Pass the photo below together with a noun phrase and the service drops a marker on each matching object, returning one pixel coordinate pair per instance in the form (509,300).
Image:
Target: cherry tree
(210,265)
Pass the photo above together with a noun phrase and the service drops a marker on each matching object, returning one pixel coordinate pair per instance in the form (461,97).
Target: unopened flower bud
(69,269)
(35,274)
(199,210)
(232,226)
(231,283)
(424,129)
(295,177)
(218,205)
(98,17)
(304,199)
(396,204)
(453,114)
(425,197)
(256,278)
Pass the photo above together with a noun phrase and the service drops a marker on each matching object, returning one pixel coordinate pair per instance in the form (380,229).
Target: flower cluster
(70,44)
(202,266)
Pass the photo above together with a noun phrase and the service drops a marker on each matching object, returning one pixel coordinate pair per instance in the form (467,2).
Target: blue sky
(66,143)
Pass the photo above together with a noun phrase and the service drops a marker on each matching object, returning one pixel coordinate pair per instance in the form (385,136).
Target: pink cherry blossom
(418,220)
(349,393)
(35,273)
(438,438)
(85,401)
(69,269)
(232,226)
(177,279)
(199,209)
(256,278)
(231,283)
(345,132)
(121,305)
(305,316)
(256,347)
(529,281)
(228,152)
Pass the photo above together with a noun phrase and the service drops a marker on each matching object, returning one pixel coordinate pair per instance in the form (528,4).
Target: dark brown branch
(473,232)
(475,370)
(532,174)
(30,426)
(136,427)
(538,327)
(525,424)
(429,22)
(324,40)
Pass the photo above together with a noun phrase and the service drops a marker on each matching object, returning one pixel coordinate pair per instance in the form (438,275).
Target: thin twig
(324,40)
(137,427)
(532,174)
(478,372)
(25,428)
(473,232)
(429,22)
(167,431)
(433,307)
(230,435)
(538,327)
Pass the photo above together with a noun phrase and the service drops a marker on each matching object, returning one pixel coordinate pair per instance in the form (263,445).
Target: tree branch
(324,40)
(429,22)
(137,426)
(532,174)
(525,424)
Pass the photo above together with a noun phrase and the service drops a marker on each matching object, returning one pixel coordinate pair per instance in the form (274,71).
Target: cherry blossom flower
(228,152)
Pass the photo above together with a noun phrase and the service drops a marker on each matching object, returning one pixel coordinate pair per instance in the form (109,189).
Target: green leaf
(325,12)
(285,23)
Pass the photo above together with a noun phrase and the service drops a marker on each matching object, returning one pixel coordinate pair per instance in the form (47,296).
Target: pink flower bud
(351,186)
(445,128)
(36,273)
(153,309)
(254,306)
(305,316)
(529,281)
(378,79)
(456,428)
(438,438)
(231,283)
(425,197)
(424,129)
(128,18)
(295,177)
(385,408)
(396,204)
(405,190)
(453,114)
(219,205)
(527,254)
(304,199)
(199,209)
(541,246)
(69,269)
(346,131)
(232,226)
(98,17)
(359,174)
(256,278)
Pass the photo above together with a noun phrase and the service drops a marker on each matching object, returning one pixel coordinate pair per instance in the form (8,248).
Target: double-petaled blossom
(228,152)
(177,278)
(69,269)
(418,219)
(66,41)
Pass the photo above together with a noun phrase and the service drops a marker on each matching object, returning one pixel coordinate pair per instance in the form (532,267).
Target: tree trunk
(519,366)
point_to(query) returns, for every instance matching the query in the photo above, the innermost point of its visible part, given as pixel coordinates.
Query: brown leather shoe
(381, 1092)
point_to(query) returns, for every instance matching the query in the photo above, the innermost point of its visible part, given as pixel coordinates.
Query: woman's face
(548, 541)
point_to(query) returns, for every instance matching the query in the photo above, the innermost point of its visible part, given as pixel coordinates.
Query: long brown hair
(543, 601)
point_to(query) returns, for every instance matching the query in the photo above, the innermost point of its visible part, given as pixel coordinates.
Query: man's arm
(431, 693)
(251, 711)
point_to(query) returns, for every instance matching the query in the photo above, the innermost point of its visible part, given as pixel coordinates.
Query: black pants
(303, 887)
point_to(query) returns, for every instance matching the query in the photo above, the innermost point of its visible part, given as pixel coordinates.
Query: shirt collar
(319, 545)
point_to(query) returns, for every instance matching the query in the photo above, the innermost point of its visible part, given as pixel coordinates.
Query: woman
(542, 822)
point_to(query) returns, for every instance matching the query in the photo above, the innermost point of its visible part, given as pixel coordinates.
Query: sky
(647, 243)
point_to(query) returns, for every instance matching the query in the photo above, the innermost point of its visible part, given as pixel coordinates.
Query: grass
━━━━━━━━━━
## INSTRUCTIONS FOR THE TASK
Give back the whole listing, word for word.

## THE RESPONSE
Pass the photo below together with a noun phrase and the service drops a marker on each matching object, returning one pixel coordinate pair per instance in the form (509,300).
Image:
Target: cherry tree
(210,265)
Pass the photo above together with a noun phrase and the service drops a marker on each matching object, returning one pixel coordinate pair per instance in the form (461,97).
Target: unopened flower bud
(69,269)
(35,274)
(199,210)
(232,226)
(231,283)
(424,129)
(295,177)
(218,205)
(98,17)
(304,199)
(396,204)
(453,114)
(425,197)
(256,278)
Pass the photo above together with a noun phrase and the service drops a marker on each matching object, returning one pixel coordinate pair per instance in the form (380,229).
Target: flower cluster
(70,44)
(202,266)
Pass the photo above together with a noun phrase and the service drops a marker on each matching object, returning one pixel coordinate pair per instance in the form (467,2).
Target: blue sky
(66,143)
Pass the photo above together with a noun phrase and the service drops a marker on each matching object, returning one pixel coordinate pair per instance in the form (385,136).
Target: pink cherry blossom
(418,220)
(349,393)
(35,273)
(438,438)
(85,401)
(69,269)
(232,226)
(177,279)
(199,209)
(256,278)
(231,283)
(345,132)
(121,305)
(305,316)
(256,347)
(529,281)
(228,152)
Pass the photo above together with a noun phrase and the service drops a marker on each matching object, returning one pixel coordinate pair per instance in the form (528,4).
Target: dark brown branch
(473,232)
(475,370)
(532,174)
(30,426)
(136,427)
(538,327)
(525,424)
(429,22)
(324,40)
Pass the photo above together with a noun phrase and the service drops a marker on each matching object, returning one pixel coordinate pair per instance in the form (438,275).
Target: thin twig
(324,40)
(137,427)
(532,174)
(478,372)
(25,428)
(473,232)
(429,22)
(167,431)
(433,307)
(230,435)
(538,327)
Pass the photo above together with a noun phrase and the service drops a marker on each matching object, returning one pixel coordinate pair per instance in the form (263,445).
Target: tree branch
(324,40)
(429,22)
(137,426)
(532,174)
(525,424)
Pass the photo above together with a noun phrase and the service drops a marker on each matching object, returning one pixel coordinate pair per instance in the form (274,71).
Target: cherry blossom flower
(228,152)
Pass the photo above together with a noun phrase and the service drops a marker on each matching object, returning one pixel coordinate pair per instance in the form (109,189).
Target: green leaf
(325,12)
(285,23)
Pass the photo above together with a noun phrase and the service drops a marker on each matching object, returning one pixel coordinate pair per instance in the form (47,296).
Target: pink flower bud
(351,186)
(445,128)
(36,273)
(153,309)
(254,306)
(305,316)
(529,281)
(378,79)
(456,428)
(438,438)
(231,283)
(425,197)
(424,129)
(128,18)
(295,177)
(385,408)
(396,204)
(405,190)
(453,114)
(219,205)
(527,254)
(304,199)
(199,209)
(541,246)
(69,269)
(346,131)
(232,226)
(98,17)
(359,174)
(256,278)
Pass the photo above together with a noun phrase and the service drops a marker on each matching object, returning one pixel coordinate pair per instance in the form (8,248).
Target: double-petaled blossom
(228,152)
(177,278)
(69,269)
(418,219)
(66,41)
Pass the photo above together with a noun phrase and the service drops a marker on each matching object, returning one pixel coordinate pair per instance in the form (532,267).
Target: tree trunk
(519,366)
point_to(query) returns, for every instance matching the query in the photo above, the innermost point of its visible part, given as pixel coordinates.
Query: brown leather shoe
(381, 1092)
point_to(query) returns, for every instance matching the query in the photo above, the innermost point of its visible part, given as pixel coordinates.
Query: woman's face
(548, 541)
point_to(query) returns, for every instance matching the query in the photo above, the innermost point of its visible part, given as pixel coordinates.
Query: long brown hair
(543, 601)
point_to(query) returns, for every instance matching the query in the photo above, the innermost point of its visible part, given as pixel coordinates.
Query: man's arm
(431, 693)
(251, 711)
point_to(query) returns, for every instance matching the query in the photo above, the innermost point of its visible part, given as pixel coordinates.
Query: black pants
(303, 887)
point_to(query) returns, for every instance matching the query in the photo above, the innermost point of its visible part, given as pixel coordinates.
Query: shirt collar
(319, 545)
point_to(query) returns, for every instance matching the query in the photo above, the innermost point of its visible part, given as pixel coordinates.
Query: woman
(542, 822)
point_to(query) returns, for every instance matching the query in the photo above, the innermost point of its visible part, given as pixel coordinates.
Query: sky
(647, 243)
point_to(query) returns, for every instance matching the query in the photo above, the innermost point of its visible part, given as pixel coordinates.
Query: grass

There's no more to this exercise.